What is needed
Reproduce every one of the lines below word for word, leaving the pictures out of your reply.

Provided material
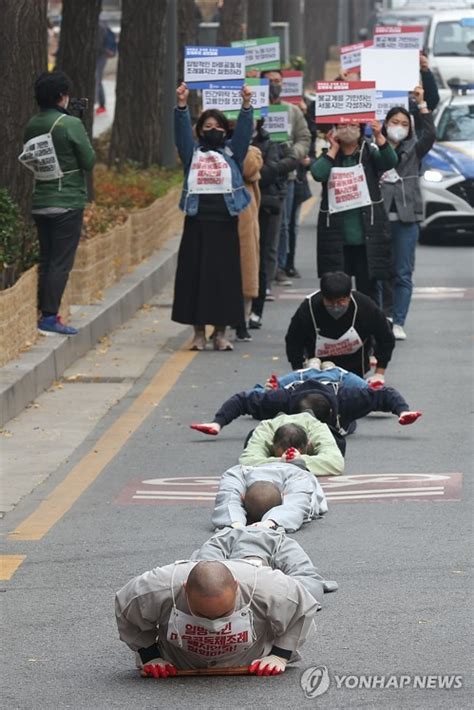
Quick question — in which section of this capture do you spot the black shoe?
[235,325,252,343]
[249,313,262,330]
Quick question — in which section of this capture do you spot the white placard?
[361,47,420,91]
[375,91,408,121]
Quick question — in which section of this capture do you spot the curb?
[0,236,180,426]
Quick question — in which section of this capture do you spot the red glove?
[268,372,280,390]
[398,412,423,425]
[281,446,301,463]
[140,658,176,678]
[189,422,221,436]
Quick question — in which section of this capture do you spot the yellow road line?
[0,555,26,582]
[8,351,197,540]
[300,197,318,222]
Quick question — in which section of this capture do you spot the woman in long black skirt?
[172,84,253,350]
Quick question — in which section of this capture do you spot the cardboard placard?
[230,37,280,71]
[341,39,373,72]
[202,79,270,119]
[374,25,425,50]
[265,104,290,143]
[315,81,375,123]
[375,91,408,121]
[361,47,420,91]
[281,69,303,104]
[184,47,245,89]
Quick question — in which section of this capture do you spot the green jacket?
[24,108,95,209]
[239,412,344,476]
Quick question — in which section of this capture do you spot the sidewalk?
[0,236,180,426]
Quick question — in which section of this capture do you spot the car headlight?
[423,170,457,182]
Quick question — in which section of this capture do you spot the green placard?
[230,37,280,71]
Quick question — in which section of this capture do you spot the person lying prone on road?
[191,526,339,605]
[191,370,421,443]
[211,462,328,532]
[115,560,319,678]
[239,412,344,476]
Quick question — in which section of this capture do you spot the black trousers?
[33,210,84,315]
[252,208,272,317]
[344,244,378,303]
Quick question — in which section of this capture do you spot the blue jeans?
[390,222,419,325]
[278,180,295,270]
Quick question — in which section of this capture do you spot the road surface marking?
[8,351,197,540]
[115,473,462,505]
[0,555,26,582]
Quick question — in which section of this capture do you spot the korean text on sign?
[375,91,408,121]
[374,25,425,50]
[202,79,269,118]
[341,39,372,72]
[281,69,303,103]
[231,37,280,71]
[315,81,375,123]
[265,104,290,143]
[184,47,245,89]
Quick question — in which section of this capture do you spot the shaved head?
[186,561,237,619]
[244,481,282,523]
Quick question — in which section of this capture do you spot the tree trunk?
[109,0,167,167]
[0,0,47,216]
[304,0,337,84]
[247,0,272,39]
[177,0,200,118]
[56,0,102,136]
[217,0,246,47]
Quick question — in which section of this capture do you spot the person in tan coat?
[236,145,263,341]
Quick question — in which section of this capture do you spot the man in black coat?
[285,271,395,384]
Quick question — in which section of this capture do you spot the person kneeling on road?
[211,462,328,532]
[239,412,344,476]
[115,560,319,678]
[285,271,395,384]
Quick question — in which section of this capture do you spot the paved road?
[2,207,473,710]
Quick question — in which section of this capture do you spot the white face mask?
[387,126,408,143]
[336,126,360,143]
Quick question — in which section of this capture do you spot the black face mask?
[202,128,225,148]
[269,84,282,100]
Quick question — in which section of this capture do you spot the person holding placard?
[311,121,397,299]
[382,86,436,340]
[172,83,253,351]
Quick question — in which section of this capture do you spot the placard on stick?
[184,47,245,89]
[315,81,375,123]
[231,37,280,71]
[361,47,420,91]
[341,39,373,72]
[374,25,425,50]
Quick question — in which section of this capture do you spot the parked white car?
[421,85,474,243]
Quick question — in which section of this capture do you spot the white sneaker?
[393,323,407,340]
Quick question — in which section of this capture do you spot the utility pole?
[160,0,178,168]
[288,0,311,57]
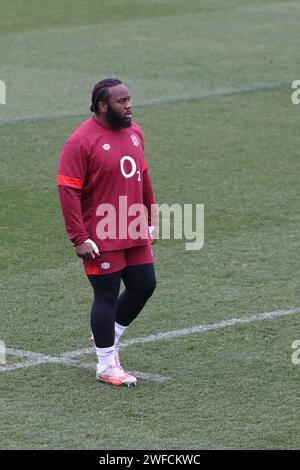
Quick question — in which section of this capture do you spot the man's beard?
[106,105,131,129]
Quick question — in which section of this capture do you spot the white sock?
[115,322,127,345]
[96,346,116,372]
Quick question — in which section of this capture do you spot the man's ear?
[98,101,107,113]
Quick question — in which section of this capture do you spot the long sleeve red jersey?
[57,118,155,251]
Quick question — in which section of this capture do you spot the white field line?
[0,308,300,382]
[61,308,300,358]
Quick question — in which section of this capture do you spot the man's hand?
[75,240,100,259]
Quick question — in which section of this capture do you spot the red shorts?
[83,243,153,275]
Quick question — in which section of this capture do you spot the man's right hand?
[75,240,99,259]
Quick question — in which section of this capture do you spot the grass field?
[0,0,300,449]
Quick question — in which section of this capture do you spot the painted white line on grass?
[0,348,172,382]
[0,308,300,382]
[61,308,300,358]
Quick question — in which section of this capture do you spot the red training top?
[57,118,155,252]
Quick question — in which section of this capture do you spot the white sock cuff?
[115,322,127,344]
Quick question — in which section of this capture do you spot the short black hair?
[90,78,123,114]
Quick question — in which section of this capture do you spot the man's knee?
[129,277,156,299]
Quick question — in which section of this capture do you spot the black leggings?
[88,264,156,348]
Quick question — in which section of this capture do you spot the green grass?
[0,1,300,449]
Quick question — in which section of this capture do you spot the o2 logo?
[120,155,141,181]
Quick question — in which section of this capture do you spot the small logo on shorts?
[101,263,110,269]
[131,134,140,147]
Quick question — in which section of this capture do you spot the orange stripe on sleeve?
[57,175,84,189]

Correct answer
Quick question — in which section of this capture do you spot the black shoe?
[235,325,252,343]
[249,313,262,330]
Quick question — in which section of this capture do you spot the white placard?
[361,47,420,91]
[375,91,408,121]
Quick question — in which section of this capture do you spot the curb?
[0,236,180,426]
Quick question — in which section of this capture do you spot the red glove?
[268,372,280,390]
[398,412,423,425]
[281,446,301,463]
[140,658,176,678]
[189,422,221,436]
Quick question — in which section of this capture do you spot the yellow road line?
[0,555,26,582]
[8,351,197,540]
[300,197,318,222]
Quick question — in which section of this capture do you spot the woman in long black skirt?
[172,84,253,350]
Quick question — in which section of this capture do you spot the cardboard placard?
[230,37,280,71]
[341,39,373,72]
[202,79,270,119]
[374,25,425,50]
[265,104,290,143]
[315,81,375,123]
[375,91,408,121]
[361,47,420,91]
[281,69,303,104]
[184,47,245,89]
Quick question — in which section of this capture do you spot the green jacket?
[24,108,95,209]
[239,412,344,476]
Quick question — in which section of this capture do you spot the sidewalk?
[0,236,180,426]
Quick question — in which section of this capture do you spot the car headlight?
[423,170,457,182]
Quick question — in which section of this capture do you spot the green placard?
[230,37,280,71]
Quick question — in which section of this capture do you spot the person lying prone on road?
[191,526,339,605]
[191,370,421,443]
[211,462,328,532]
[115,560,319,678]
[239,412,344,476]
Quick question — in which section of this capture do you spot the black trousers?
[33,210,84,315]
[252,208,272,317]
[344,244,378,303]
Quick question — in which section of this capture do you spot the blue jeans?
[390,222,419,325]
[278,180,295,270]
Quick question — in which section of this capture do you spot the road surface marking?
[8,351,197,540]
[115,473,462,505]
[0,555,26,582]
Quick question — in which section of this capture do you spot the korean text on sign?
[375,91,408,121]
[374,25,425,50]
[202,79,269,118]
[341,39,372,72]
[281,69,303,103]
[231,37,280,71]
[315,81,375,123]
[265,104,290,143]
[184,47,245,89]
Quick question — in which section of this capture do you spot the shaved head?
[186,561,237,619]
[244,481,282,523]
Quick question — in which section of this capture do you spot the tree trunk?
[109,0,167,167]
[0,0,47,216]
[304,0,337,84]
[247,0,272,39]
[177,0,200,118]
[56,0,102,136]
[217,0,246,47]
Quick question — in which section of this capture do you spot the person in tan coat?
[236,145,263,341]
Quick question — in which section of this capture do you spot the man in black coat?
[285,271,395,384]
Quick question — in which section of this capture do you spot the person kneeling on road?
[211,462,328,532]
[239,412,344,476]
[115,560,319,678]
[285,271,395,384]
Quick question — in which section of this capture do you spot the paved road?
[2,207,473,710]
Quick question — in which section of this capture do you spot the white face mask?
[387,126,408,143]
[336,126,360,143]
Quick question — in which section of this capture do you spot the black face mask?
[202,128,225,148]
[269,84,282,100]
Quick question — in which section of this capture do you spot the person holding placard?
[311,121,397,299]
[382,86,436,340]
[172,83,253,351]
Quick question — in which section of this capture do you spot the placard on stick?
[184,47,245,89]
[315,81,375,123]
[231,37,280,71]
[361,47,420,91]
[341,39,373,72]
[374,25,425,50]
Quick question — in which section of this capture do you spot the parked white car?
[421,85,474,243]
Quick question — in which section of this capture do you spot the white sneaker?
[393,323,407,340]
Quick question — in which section of this capture do you spot the utility pole?
[160,0,178,168]
[288,0,311,57]
Quick question — in which section of this capture do you spot the man's beard?
[106,105,131,129]
Quick question — in which section of this capture do you spot the white sock?
[115,322,127,345]
[96,346,116,372]
Quick question — in which section of this capture do you spot the man's ear?
[98,101,107,113]
Quick question — in which section of this capture do you spot the long sleeve red jersey?
[57,118,155,251]
Quick question — in which section of this capture do you spot the white field line?
[0,308,300,382]
[61,308,300,358]
Quick question — in which section of this capture do you spot the man's hand?
[75,240,100,259]
Quick question — in which section of this capture do you spot the red shorts?
[83,243,153,275]
Quick question — in which section of this capture do you spot the man's right hand?
[75,240,99,259]
Quick question — in which section of this capture do you spot the grass field?
[0,0,300,449]
Quick question — in which section of this capture do you spot the painted white line on grass?
[0,348,172,382]
[0,308,300,382]
[61,308,300,358]
Quick question — in which section of this capture do you spot the red training top?
[57,118,155,252]
Quick question — in which section of this capture do you spot the white sock cuff?
[115,322,127,344]
Quick question — in which section of this capture do you spot the short black hair?
[90,78,123,114]
Quick question — in which section of this capture do you spot the man's knee?
[129,277,156,299]
Quick question — in which section of this capture do you spot the black leggings?
[88,264,156,348]
Quick question — in which section of this capture do you spot the green grass?
[0,1,300,449]
Quick question — in which section of this capture do you spot the o2 logo?
[120,155,141,181]
Quick question — in which section of this capture do you spot the small logo on shorts?
[101,263,110,269]
[131,134,140,147]
Quick question — in which section of this capture do you spot the orange stripe on sleeve?
[57,175,84,189]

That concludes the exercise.